**Check your understanding:**
a) Translate this sentence from the Chaco horned frog article into Spanish: "Its natural habitats are dry shrubland and gallery forest."
b) Answer these questions from the Chaco horned frog article:
(i) In which family is the species placed?
(ii) What causes the habitat loss that threatens it?
(iii) What color is the underside of adults generally?
c) Carry on the Chaco horned frog article, starting after its final sentence.

--- Passage for review Enclosed Below ---

Scientific classification
- Kingdom: Animalia
- Phylum: Chordata
- Class: Amphibia
- Order: Anura
- Family: Ceratophryidae
- Genus: Chacophrys Reig & Limeses, 1963
- Species: C. pierottii
- Binomial name: Chacophrys pierottii (Vellard, 1948)

= Chacophrys =

- Authority: (Vellard, 1948)
- Conservation status: LC
- Parent authority: Reig & Limeses, 1963

Genus of amphibians

Chacophrys pierottii, the Chaco horned frog or lesser Chini frog, is a species of frog in the family Ceratophryidae. It is monotypic within the genus Chacophrys.
It is found in the Chaco of northern Argentina, eastern Bolivia, and western Paraguay. Its natural habitats are dry shrubland and gallery forest. Outside the breeding season adults remain buried underground but emerge during the first heavy rains to breed in temporary ponds.

It is threatened by habitat loss caused by agriculture and wood extraction. It is also collected for pet trade.

== Description ==
The Chaco horned frog is a small, round frog with short limbs. The snout-vent length ranges from 45.2 - 65.57 mm (1.67 - 2.58 in), and females are typically larger than males. The head comprises almost half of an adult frog's body, with head length ranging from 20 – 24 mm (0.78 - 0.94 in), and head width ranging 19.16 – 29 mm (0.75 - 1.14 in). The eyes stick out prominently on top. The skin is covered in small, granular bumps, which are more prominent on the head and back. The forelimbs are short, and the fingers lack webbing.

Adults may have green or brown splotching along the head and back, and the underside is generally cream or white. Two dark bands typically run from the eyes down the frog's sides.

== Habitat & Distribution ==
Chacophrys pierottii is found only in the semi-arid and arid regions of the Gran Chaco in Northern Argentina, southern Bolivia, and western Paraguay, at altitudes of 70 – 200 m (229.65 - 656.16 ft) above sea level.

--- End of Enclosed Passage for review ---
--- Data records Enclosed Below ---

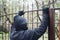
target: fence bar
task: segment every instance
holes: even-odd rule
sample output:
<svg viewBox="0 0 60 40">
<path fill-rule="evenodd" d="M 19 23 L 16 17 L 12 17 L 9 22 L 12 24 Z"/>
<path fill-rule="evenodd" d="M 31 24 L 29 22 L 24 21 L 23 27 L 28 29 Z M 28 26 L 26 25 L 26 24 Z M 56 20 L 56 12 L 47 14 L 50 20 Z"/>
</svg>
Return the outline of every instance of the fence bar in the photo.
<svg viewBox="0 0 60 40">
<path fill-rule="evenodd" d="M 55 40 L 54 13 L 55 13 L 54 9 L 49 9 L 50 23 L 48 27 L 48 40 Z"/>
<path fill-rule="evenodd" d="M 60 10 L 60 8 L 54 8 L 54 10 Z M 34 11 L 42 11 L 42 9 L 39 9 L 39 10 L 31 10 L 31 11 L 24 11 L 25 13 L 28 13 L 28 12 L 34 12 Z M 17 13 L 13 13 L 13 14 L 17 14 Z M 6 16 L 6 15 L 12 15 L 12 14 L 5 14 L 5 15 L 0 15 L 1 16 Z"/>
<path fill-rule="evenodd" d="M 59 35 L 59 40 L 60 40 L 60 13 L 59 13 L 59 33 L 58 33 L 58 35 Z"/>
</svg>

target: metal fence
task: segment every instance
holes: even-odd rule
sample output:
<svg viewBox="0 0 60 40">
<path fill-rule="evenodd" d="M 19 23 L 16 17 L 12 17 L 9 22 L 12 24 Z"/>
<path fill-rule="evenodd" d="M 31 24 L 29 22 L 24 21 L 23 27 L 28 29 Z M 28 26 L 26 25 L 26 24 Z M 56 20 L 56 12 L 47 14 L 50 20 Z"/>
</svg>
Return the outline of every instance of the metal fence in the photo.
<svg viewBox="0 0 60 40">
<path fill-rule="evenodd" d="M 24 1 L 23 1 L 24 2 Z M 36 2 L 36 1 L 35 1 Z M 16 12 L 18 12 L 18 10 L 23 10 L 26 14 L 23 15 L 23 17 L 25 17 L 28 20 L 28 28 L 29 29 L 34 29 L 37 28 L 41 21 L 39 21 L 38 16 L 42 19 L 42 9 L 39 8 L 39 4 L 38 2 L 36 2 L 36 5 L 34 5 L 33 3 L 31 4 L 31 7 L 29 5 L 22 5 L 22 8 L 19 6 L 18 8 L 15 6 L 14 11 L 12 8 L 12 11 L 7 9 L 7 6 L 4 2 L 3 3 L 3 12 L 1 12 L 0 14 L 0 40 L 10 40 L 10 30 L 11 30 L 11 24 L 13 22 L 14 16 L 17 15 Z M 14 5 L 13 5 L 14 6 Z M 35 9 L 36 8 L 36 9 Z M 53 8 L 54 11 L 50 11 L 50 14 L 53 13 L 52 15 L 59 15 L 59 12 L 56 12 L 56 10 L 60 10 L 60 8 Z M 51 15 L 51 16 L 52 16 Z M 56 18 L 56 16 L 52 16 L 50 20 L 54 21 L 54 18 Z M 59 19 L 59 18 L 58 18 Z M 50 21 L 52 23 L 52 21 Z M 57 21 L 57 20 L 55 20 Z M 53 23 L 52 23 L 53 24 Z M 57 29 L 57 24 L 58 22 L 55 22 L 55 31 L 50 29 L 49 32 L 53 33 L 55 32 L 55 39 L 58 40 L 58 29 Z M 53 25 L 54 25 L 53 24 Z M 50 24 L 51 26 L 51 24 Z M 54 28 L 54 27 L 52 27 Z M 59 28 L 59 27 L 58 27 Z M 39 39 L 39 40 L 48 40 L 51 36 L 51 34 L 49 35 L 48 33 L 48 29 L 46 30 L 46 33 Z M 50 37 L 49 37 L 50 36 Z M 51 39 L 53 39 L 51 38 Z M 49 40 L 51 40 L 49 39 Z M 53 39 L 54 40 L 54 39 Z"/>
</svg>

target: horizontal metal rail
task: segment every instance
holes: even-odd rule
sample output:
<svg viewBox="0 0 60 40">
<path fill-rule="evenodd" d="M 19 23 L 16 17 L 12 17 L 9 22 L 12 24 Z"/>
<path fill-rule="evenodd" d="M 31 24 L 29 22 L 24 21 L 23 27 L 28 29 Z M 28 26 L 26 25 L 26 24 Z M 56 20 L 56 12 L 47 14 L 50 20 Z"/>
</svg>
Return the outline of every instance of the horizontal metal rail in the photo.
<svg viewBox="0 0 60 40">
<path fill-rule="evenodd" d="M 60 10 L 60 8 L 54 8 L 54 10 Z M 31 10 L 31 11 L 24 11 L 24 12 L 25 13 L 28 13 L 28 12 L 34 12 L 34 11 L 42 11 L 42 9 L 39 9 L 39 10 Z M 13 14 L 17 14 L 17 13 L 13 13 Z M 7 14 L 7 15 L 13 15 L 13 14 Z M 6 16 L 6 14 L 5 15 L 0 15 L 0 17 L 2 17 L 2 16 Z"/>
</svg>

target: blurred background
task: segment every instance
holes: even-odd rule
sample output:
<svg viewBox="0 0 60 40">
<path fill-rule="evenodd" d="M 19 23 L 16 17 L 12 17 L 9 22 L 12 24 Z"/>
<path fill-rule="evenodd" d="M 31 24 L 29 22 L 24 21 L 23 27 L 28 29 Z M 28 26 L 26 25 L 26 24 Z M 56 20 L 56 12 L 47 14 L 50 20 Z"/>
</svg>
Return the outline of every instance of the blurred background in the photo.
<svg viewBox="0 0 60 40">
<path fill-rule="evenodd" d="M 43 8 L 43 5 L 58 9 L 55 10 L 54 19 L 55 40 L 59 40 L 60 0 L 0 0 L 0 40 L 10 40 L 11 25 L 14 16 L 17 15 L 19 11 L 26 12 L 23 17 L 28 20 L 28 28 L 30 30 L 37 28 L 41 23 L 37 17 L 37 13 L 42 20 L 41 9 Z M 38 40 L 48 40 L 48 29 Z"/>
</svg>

--- End of Enclosed Data records ---
--- Data records Enclosed Below ---

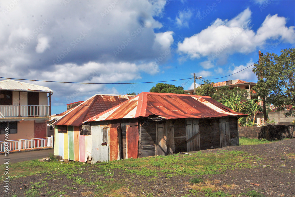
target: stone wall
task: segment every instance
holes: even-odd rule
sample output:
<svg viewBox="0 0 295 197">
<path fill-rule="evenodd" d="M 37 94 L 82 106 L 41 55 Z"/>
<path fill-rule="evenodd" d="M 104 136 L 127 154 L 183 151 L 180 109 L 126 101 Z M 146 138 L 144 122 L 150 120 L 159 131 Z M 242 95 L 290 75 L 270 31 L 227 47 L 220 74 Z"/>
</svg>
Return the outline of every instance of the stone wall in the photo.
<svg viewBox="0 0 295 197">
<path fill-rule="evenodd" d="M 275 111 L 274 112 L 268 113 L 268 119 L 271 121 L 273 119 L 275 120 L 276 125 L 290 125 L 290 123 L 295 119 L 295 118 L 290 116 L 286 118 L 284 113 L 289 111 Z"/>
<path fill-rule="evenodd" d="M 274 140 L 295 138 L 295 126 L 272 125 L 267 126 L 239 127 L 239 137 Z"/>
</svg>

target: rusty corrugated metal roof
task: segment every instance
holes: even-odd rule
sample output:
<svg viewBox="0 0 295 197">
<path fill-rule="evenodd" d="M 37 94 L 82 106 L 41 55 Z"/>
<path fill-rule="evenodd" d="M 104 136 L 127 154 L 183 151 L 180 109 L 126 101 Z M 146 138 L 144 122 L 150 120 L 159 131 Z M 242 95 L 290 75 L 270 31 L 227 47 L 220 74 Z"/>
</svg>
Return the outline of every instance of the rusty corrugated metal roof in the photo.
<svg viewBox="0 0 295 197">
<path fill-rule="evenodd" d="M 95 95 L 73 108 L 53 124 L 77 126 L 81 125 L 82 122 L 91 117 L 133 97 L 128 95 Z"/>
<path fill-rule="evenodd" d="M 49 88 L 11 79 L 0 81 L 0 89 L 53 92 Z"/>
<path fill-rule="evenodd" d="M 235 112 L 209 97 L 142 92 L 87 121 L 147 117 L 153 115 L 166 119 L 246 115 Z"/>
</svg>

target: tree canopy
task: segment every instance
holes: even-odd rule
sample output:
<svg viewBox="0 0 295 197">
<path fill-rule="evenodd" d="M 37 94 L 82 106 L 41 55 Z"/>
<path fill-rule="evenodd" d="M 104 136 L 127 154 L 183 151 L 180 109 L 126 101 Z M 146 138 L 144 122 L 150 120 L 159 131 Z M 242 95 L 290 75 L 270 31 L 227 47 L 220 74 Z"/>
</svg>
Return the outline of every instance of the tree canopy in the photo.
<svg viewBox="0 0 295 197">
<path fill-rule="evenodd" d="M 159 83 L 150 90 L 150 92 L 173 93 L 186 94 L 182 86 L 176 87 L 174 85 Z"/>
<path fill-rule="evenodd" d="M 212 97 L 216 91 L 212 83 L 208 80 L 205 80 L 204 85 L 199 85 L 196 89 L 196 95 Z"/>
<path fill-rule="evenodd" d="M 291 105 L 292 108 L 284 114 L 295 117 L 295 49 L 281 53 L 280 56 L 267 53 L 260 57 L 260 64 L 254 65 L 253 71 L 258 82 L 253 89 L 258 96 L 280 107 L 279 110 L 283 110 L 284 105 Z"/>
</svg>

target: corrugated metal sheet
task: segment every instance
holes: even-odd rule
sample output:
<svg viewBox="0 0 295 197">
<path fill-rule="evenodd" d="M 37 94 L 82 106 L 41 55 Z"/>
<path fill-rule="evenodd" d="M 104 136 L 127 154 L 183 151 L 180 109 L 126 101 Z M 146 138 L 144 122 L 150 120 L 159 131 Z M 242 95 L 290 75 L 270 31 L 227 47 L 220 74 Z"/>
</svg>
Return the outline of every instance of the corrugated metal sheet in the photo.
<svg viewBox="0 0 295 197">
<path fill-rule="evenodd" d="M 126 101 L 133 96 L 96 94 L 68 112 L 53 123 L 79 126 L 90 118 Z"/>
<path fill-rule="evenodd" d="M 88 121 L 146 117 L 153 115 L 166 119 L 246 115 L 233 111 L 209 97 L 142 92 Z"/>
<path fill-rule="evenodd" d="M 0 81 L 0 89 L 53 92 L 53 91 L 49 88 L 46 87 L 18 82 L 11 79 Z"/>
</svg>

--- End of Enclosed Data records ---

**Replies:**
a) Sus hábitats naturales son el matorral seco y el bosque de galería.

b)
(i) Ceratophryidae
(ii) Agriculture and wood extraction
(iii) Cream or white

c)
== Behavior & Ecology ==
During the dry season, adult Chaco horned frogs spend their time underground. Adults burrow underground, and construct a cocoon of dead skin to preserve moisture.

=== Reproduction ===
Once the rainy season begins, adults emerge and congregate in temporary pools to feed and mate; this activity peaks in January. Males call to attract females, particularly after periods of rain of at least 60 mm (2.3 in). The mating call is repetitive, consisting of 3 - 12 high-pitched notes in a pulsed structure that begin suddenly, then abruptly descend at the end of the call. These notes last between 499 - 1056 ms and are emitted at a rate ranging from 46.2 - 66.6 notes/min. Pulse duration ranges from 3 - 9 ms and pulse rate ranges from 81.8 - 111.7 pulses/s. The primary frequency ranges from 4109.7 - 5060.1 Hz, and secondary harmonics range from 8953 – 9150 Hz. After breeding, the female lays eggs at the bottom of muddy temporal pools that can be anywhere from 15 – 100 cm deep (5.9 - 39.7 in) and often contains submerged vegetation.

After hatching, larvae reach the final metamorphic stage in about two weeks. Adults can live for up to five years.

=== Diet ===
The diet of adult Chaco horned frogs consists mainly of insects, especially beetles, bees, ants, and lepidopterids. They may also consume other anurans opportunistically.